■ WHAT THE TASK REQUIRES
Print the entries below word for word; the pictures stay out of your copy.

■ EXCERPTED DATA
· · · · · · ·
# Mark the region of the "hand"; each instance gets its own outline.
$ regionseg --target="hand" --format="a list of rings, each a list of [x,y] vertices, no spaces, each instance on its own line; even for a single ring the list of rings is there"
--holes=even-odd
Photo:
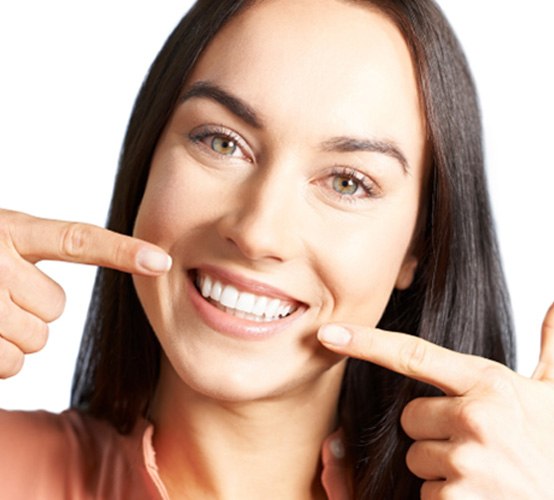
[[[63,260],[156,276],[171,266],[160,248],[107,229],[0,210],[0,378],[42,349],[63,312],[62,288],[34,264]]]
[[[327,325],[318,337],[445,393],[414,399],[401,417],[414,440],[408,468],[425,481],[421,498],[554,498],[554,304],[532,378],[401,333]]]

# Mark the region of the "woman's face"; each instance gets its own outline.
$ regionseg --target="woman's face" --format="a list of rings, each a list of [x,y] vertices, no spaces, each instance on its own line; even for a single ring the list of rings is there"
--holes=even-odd
[[[316,331],[374,326],[410,285],[424,129],[406,44],[366,6],[259,2],[220,31],[135,227],[173,257],[135,284],[174,381],[245,401],[340,379]]]

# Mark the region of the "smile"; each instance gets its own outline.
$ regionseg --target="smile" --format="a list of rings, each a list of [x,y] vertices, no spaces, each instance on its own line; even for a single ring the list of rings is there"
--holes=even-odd
[[[199,272],[195,284],[201,295],[227,314],[256,322],[286,318],[298,309],[291,301],[254,294]]]

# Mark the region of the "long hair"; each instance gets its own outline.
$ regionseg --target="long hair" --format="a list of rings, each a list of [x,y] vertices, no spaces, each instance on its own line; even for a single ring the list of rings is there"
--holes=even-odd
[[[506,285],[483,166],[482,131],[465,57],[432,0],[352,0],[387,15],[411,51],[431,147],[419,266],[394,291],[380,328],[418,335],[513,366]],[[108,228],[131,234],[150,162],[184,82],[206,45],[246,0],[199,0],[154,61],[129,122]],[[146,414],[159,375],[160,345],[132,279],[100,269],[73,382],[72,406],[129,432]],[[424,384],[349,360],[339,414],[356,498],[419,498],[405,465],[410,440],[399,425],[411,399],[438,394]]]

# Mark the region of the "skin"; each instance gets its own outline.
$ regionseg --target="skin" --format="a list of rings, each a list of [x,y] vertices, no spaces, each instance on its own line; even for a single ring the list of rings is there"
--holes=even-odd
[[[408,466],[426,480],[422,498],[551,498],[554,307],[532,379],[372,328],[390,291],[409,286],[417,264],[410,250],[425,145],[409,56],[397,30],[374,12],[335,1],[314,9],[306,0],[288,3],[295,15],[287,10],[283,16],[279,4],[265,2],[229,24],[187,82],[190,88],[217,81],[246,100],[266,126],[249,127],[206,98],[176,110],[136,225],[136,236],[151,242],[0,211],[0,376],[17,373],[24,354],[44,346],[47,323],[63,310],[63,290],[34,264],[55,259],[108,266],[134,274],[166,351],[153,415],[158,464],[172,497],[183,483],[193,498],[322,496],[319,447],[335,425],[342,360],[353,356],[445,393],[414,400],[401,419],[415,440]],[[250,57],[229,57],[226,42],[244,39],[258,40],[244,45]],[[362,46],[370,67],[355,57]],[[375,46],[378,52],[368,50]],[[288,68],[285,78],[288,64],[294,71]],[[352,82],[340,78],[347,71]],[[276,86],[283,78],[287,85]],[[341,101],[345,95],[349,99]],[[395,119],[399,112],[402,120]],[[355,119],[360,114],[363,121]],[[216,161],[202,149],[209,141],[187,141],[207,116],[245,139],[251,161]],[[381,154],[320,147],[329,137],[353,134],[394,140],[409,175]],[[328,167],[351,162],[375,168],[369,174],[386,186],[385,194],[344,208],[332,195]],[[206,199],[218,203],[208,206]],[[329,245],[337,250],[329,252]],[[174,261],[167,273],[166,252]],[[177,293],[184,269],[205,262],[284,289],[307,310],[286,335],[263,342],[221,336]],[[321,328],[329,324],[336,328]]]
[[[207,82],[244,102],[259,126],[191,91]],[[134,231],[174,262],[156,280],[135,278],[165,353],[151,410],[162,477],[176,496],[191,485],[200,497],[322,496],[314,464],[337,425],[344,360],[317,342],[317,329],[375,326],[417,264],[426,143],[408,48],[366,7],[263,2],[216,36],[183,95]],[[398,151],[336,150],[344,137]],[[345,168],[371,192],[359,181],[339,192]],[[224,335],[187,292],[189,273],[208,266],[277,287],[305,310],[263,340]]]

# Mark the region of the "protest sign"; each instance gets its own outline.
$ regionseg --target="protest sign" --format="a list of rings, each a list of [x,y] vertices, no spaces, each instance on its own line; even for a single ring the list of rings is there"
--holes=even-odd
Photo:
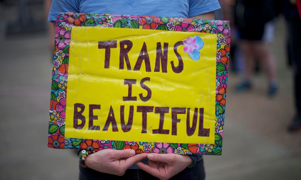
[[[220,155],[230,33],[227,21],[59,15],[48,146]]]

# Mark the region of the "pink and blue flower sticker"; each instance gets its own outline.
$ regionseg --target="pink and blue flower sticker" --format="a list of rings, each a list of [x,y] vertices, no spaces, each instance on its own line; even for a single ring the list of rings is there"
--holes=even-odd
[[[204,42],[198,36],[189,37],[183,41],[184,52],[188,52],[190,58],[194,60],[200,59],[200,50],[204,46]]]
· · · · · · ·
■ SOLUTION TO THIS TASK
# Mark the region of the "hand"; each instance gets its own outline.
$ regionseg --target="hand" --format="a list of rings, each a list of [x,y] vertices, no spaces, each instance on its own line; even for a single ring the list of rings is there"
--holes=even-odd
Photo:
[[[63,260],[156,276],[171,266],[160,248],[107,229],[0,210],[0,378],[42,349],[63,312],[62,288],[34,264]]]
[[[327,325],[318,337],[445,393],[414,399],[401,417],[414,440],[408,468],[425,481],[421,498],[554,498],[554,304],[532,378],[401,333]]]

# Mark the region of the "woman's face"; each instance gets its own outline.
$ regionseg --target="woman's face" --format="a list of rings, each a list of [x,y] vertices, no spaces, each instance on its own line; even for a single ring the list of rings is there"
--holes=even-odd
[[[316,331],[374,326],[410,285],[424,129],[406,44],[366,6],[259,2],[220,31],[135,227],[173,257],[135,284],[174,381],[245,401],[340,379]]]

# Mark the region of the "smile"; each instance gets its own outline.
$ regionseg --target="smile" --format="a list of rings, each a list of [x,y] vertices, no spaces, each instance on its own line; even for a single ring the list of rings is there"
--holes=even-odd
[[[199,272],[195,284],[201,295],[227,314],[256,322],[286,318],[298,309],[291,301],[254,294]]]

# Mark the region of the "long hair"; each instance gets its own outline.
$ regionseg --target="long hair" --format="a list of rings, each a list of [x,y] vertices, no spaces, each instance on its own line; even for a single ring the list of rings is there"
--holes=even-odd
[[[506,285],[483,166],[482,131],[465,57],[432,0],[352,0],[387,15],[411,51],[431,147],[419,266],[394,291],[380,328],[418,335],[513,366]],[[108,228],[131,234],[150,162],[184,82],[206,45],[246,0],[199,0],[154,61],[129,122]],[[146,414],[159,375],[160,345],[132,279],[100,269],[73,382],[72,406],[129,432]],[[424,384],[349,360],[339,414],[356,498],[419,498],[405,465],[410,440],[399,425],[411,399],[438,394]]]

# Mark the region of the "skin"; each instance gets its own outline.
$ regionseg --target="skin" --format="a list of rings, each a list of [x,y] vertices, no spaces, each instance on its own line; even for a single ring the list of rings is there"
--holes=even-odd
[[[408,466],[426,480],[422,498],[551,498],[554,307],[532,379],[372,328],[390,291],[409,286],[417,264],[410,250],[425,145],[409,56],[397,30],[374,12],[335,1],[314,9],[306,0],[288,3],[295,15],[287,10],[283,16],[279,4],[265,2],[229,24],[187,82],[190,88],[217,81],[246,100],[266,126],[249,127],[206,98],[176,110],[136,225],[136,236],[151,242],[0,211],[0,376],[17,373],[24,354],[44,346],[47,323],[63,310],[63,290],[34,264],[55,259],[108,266],[134,274],[166,351],[153,415],[158,464],[172,497],[183,483],[193,498],[322,496],[319,447],[335,425],[342,360],[353,356],[445,393],[414,400],[401,419],[415,440]],[[250,57],[229,57],[226,42],[244,39],[258,40],[244,45]],[[362,46],[370,67],[355,57]],[[375,46],[378,52],[368,50]],[[288,68],[285,78],[288,64],[294,71]],[[352,82],[340,78],[347,71]],[[276,86],[283,78],[287,85]],[[341,101],[345,95],[349,99]],[[395,119],[399,112],[402,120]],[[355,119],[360,114],[363,121]],[[216,161],[202,149],[209,141],[187,141],[207,116],[245,139],[251,161]],[[381,154],[320,147],[329,137],[353,134],[394,140],[409,175]],[[328,167],[351,162],[375,168],[369,174],[386,186],[385,194],[344,208],[332,195]],[[206,199],[218,203],[208,206]],[[329,245],[337,250],[329,252]],[[174,261],[167,273],[166,252]],[[177,293],[184,269],[205,262],[284,289],[307,310],[286,335],[263,342],[221,336]],[[321,328],[329,324],[336,328]]]
[[[207,82],[244,102],[259,126],[191,91]],[[134,231],[174,262],[156,280],[135,278],[165,353],[151,410],[162,477],[176,496],[191,485],[200,497],[322,496],[314,464],[337,425],[344,360],[317,342],[317,329],[375,326],[417,264],[426,143],[408,48],[366,7],[263,2],[216,36],[183,95]],[[398,151],[336,150],[344,137]],[[345,168],[371,192],[359,181],[339,192]],[[224,335],[187,292],[189,273],[208,266],[277,287],[305,310],[263,340]]]

# Mark the region of the "protest sign"; each instance gets its own outline.
$ regionseg --target="protest sign" --format="a list of rings, each a list of [x,y] vertices, no spaces, each instance on its own line; even for a single ring the list of rings is there"
--holes=even-odd
Photo:
[[[220,155],[230,33],[227,21],[59,15],[48,146]]]

# Mark the region of the "pink and blue flower sticker"; each instance gets its own outline.
$ regionseg --target="pink and blue flower sticker" --format="a list of rings, each a list of [x,y] vertices, no spaces, each instance on its own line; even for a single ring the list of rings is there"
--holes=even-odd
[[[204,42],[198,36],[189,37],[183,41],[184,52],[188,52],[190,58],[194,60],[200,59],[200,50],[204,46]]]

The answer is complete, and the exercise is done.